**WHAT THE TASK REQUIRES**
Transcribe, word for word, the line containing "to the exposed" and each line following it through the end of the listing below. Omit all other lines.
-- start GIVEN RECORDS --
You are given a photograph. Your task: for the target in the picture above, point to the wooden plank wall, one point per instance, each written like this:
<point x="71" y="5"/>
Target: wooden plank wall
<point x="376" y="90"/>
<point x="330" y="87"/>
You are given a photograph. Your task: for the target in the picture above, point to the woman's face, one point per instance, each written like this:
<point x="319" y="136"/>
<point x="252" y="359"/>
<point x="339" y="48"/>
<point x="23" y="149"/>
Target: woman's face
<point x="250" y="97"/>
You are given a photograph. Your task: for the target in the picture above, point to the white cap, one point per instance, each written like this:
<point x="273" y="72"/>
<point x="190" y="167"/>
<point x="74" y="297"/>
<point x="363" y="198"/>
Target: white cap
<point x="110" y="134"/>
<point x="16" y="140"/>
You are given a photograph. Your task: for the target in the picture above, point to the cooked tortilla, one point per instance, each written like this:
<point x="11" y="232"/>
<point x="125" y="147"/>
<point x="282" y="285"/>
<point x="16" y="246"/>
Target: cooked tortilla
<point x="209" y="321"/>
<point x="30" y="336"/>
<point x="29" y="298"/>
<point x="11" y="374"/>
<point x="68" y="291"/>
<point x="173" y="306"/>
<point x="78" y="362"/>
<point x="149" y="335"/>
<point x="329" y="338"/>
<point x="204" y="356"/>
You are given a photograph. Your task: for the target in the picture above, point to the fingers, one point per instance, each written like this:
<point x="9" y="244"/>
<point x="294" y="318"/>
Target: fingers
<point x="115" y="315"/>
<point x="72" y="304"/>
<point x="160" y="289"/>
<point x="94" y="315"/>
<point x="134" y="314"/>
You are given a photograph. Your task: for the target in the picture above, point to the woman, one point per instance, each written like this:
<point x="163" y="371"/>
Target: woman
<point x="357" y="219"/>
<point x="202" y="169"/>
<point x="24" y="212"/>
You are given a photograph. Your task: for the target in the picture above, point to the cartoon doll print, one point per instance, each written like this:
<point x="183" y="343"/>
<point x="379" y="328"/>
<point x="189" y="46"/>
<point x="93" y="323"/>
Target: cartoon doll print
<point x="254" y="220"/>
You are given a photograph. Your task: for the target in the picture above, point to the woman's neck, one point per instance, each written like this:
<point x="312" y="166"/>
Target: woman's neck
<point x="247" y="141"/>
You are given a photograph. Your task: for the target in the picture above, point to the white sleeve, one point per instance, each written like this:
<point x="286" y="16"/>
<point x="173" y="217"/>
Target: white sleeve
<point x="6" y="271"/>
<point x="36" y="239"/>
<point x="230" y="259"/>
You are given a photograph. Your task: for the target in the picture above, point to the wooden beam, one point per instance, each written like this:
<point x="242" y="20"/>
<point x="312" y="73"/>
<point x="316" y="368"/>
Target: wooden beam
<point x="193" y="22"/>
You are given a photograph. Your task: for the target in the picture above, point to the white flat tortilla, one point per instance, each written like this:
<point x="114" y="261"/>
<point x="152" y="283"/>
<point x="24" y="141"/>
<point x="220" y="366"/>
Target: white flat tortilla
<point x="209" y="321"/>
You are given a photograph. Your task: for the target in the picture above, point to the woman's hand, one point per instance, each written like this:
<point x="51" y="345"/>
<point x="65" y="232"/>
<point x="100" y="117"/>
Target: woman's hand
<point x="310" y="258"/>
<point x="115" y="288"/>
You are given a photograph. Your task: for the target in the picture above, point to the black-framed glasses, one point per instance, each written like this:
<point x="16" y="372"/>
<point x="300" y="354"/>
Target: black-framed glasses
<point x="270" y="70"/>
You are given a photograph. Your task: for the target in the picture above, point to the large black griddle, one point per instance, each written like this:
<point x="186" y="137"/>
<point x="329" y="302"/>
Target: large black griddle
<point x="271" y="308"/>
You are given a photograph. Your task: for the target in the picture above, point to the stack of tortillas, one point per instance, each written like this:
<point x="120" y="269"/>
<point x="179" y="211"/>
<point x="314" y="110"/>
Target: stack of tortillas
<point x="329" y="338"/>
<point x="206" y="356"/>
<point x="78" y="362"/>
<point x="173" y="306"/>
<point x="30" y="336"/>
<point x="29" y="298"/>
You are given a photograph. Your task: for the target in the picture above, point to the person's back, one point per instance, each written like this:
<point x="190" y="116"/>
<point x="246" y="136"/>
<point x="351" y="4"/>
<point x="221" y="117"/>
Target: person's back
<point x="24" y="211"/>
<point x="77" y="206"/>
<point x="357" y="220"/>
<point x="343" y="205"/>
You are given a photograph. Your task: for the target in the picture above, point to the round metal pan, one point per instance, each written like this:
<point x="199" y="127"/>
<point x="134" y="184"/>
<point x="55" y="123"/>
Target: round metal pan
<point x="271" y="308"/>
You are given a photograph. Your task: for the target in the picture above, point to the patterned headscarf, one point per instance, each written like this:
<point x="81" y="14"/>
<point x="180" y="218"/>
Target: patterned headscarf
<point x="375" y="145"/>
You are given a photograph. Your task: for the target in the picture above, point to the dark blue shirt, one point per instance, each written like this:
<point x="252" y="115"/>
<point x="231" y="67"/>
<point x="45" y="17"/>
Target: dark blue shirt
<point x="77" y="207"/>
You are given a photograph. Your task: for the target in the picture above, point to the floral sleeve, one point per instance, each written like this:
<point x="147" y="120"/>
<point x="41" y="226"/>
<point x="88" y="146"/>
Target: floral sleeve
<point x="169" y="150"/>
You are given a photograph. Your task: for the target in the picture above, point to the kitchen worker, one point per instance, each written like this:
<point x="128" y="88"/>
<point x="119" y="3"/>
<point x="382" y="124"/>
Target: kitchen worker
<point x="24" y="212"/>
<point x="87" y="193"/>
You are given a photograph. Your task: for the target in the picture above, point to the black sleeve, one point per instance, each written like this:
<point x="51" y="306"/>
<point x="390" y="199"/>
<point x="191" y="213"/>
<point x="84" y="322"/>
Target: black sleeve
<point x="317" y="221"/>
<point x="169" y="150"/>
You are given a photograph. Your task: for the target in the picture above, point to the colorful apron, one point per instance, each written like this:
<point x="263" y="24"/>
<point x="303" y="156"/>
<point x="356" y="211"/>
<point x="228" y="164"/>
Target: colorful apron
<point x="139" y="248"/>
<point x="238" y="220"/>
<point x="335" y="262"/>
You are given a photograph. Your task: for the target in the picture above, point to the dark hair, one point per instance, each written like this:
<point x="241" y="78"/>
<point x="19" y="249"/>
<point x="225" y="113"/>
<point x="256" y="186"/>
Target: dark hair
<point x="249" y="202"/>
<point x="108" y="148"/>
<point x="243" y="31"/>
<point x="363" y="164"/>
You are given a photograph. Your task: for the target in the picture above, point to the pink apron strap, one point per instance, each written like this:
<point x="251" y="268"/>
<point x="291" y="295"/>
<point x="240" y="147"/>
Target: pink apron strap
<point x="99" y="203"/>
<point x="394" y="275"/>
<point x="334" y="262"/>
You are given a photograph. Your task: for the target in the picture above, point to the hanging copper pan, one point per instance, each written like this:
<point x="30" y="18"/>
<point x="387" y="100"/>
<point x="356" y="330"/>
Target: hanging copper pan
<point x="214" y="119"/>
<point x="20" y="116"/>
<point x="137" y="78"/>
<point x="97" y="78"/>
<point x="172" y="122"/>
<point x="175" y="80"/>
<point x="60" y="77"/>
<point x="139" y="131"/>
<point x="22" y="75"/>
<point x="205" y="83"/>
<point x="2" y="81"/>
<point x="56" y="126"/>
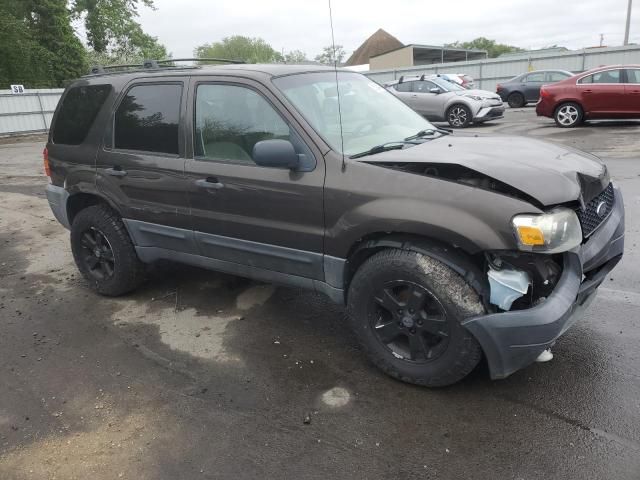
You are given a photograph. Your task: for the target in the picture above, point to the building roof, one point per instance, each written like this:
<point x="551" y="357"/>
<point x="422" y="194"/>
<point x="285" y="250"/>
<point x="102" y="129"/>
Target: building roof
<point x="378" y="43"/>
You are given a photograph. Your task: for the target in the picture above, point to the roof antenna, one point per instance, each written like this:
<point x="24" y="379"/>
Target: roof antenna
<point x="335" y="66"/>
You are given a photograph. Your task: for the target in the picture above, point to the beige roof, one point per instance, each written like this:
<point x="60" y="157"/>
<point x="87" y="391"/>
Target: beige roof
<point x="377" y="44"/>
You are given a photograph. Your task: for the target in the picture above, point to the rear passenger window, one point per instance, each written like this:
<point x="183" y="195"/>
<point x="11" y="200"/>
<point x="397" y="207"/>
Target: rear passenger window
<point x="633" y="76"/>
<point x="230" y="120"/>
<point x="78" y="110"/>
<point x="404" y="86"/>
<point x="556" y="76"/>
<point x="609" y="76"/>
<point x="423" y="86"/>
<point x="147" y="119"/>
<point x="535" y="77"/>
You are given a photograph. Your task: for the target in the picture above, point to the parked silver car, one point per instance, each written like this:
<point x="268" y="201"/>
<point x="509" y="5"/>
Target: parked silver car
<point x="440" y="100"/>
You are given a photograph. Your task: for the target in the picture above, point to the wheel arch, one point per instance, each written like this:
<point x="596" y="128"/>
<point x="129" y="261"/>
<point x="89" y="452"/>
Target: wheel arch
<point x="469" y="267"/>
<point x="568" y="100"/>
<point x="80" y="200"/>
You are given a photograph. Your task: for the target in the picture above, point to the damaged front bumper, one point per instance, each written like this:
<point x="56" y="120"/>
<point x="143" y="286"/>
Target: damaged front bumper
<point x="514" y="339"/>
<point x="489" y="113"/>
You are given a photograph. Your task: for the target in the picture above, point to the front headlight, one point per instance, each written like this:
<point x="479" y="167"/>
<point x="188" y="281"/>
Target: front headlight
<point x="556" y="231"/>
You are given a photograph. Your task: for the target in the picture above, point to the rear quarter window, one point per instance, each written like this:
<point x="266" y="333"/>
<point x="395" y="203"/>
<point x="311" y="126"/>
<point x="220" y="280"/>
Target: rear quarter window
<point x="78" y="110"/>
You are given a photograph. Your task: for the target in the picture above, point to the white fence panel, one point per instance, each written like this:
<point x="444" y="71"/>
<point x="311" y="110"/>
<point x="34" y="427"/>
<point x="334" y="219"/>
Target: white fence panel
<point x="488" y="73"/>
<point x="28" y="112"/>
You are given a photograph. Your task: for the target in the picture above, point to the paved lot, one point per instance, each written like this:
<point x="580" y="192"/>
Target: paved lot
<point x="200" y="375"/>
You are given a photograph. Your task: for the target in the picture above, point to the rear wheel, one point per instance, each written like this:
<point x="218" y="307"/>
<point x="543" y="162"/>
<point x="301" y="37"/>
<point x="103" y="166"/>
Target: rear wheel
<point x="406" y="309"/>
<point x="516" y="100"/>
<point x="568" y="115"/>
<point x="459" y="116"/>
<point x="104" y="252"/>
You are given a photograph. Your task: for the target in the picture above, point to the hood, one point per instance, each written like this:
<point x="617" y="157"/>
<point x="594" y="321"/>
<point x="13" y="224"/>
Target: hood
<point x="549" y="173"/>
<point x="480" y="93"/>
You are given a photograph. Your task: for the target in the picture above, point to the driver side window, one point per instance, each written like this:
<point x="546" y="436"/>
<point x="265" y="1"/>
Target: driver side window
<point x="404" y="87"/>
<point x="230" y="120"/>
<point x="424" y="86"/>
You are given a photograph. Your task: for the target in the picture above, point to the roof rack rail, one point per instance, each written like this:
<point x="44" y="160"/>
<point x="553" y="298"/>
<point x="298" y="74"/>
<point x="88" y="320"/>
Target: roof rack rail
<point x="203" y="59"/>
<point x="151" y="64"/>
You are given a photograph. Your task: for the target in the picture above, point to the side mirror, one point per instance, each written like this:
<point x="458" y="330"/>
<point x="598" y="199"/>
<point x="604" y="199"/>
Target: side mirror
<point x="275" y="153"/>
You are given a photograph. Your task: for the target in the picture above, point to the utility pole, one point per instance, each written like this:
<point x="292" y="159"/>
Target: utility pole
<point x="626" y="30"/>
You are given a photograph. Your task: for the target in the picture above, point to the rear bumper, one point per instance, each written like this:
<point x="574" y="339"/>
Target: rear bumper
<point x="512" y="340"/>
<point x="544" y="108"/>
<point x="489" y="113"/>
<point x="57" y="197"/>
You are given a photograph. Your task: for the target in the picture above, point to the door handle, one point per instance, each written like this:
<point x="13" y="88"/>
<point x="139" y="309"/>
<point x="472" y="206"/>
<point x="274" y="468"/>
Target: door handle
<point x="116" y="172"/>
<point x="210" y="183"/>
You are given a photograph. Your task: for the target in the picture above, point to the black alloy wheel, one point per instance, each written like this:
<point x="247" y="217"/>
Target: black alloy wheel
<point x="411" y="322"/>
<point x="97" y="254"/>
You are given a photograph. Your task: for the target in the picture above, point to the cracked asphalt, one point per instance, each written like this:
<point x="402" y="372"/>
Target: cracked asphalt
<point x="203" y="375"/>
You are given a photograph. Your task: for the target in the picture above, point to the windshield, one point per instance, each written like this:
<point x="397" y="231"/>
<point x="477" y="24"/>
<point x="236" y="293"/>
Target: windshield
<point x="370" y="114"/>
<point x="449" y="85"/>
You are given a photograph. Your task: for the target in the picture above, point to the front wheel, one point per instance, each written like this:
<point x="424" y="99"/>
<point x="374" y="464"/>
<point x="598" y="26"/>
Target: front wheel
<point x="459" y="116"/>
<point x="568" y="115"/>
<point x="516" y="100"/>
<point x="406" y="309"/>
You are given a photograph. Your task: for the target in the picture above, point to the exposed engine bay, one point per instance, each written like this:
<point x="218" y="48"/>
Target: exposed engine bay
<point x="541" y="271"/>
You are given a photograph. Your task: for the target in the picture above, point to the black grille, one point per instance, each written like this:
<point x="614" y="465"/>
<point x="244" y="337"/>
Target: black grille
<point x="590" y="218"/>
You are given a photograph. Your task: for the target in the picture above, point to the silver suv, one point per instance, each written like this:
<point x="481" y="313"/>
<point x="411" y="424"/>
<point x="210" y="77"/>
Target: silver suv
-- end GIVEN RECORDS --
**RIGHT ANSWER**
You are given a photograph. Your task: for the target in the picture above, point to the exposed engine bay, one point per instance, each written like this:
<point x="218" y="48"/>
Target: exposed engine bay
<point x="541" y="271"/>
You are given a photograph. Your task: for the target in the picture above, point to the black grille, one point per instance, each written like this:
<point x="614" y="465"/>
<point x="244" y="337"/>
Target: black grille
<point x="590" y="218"/>
You are given a photograph. Your task: for the target in the picture above, point to the silver suv, one point per instance, each written like this:
<point x="481" y="313"/>
<point x="411" y="424"/>
<point x="210" y="77"/>
Target: silver suv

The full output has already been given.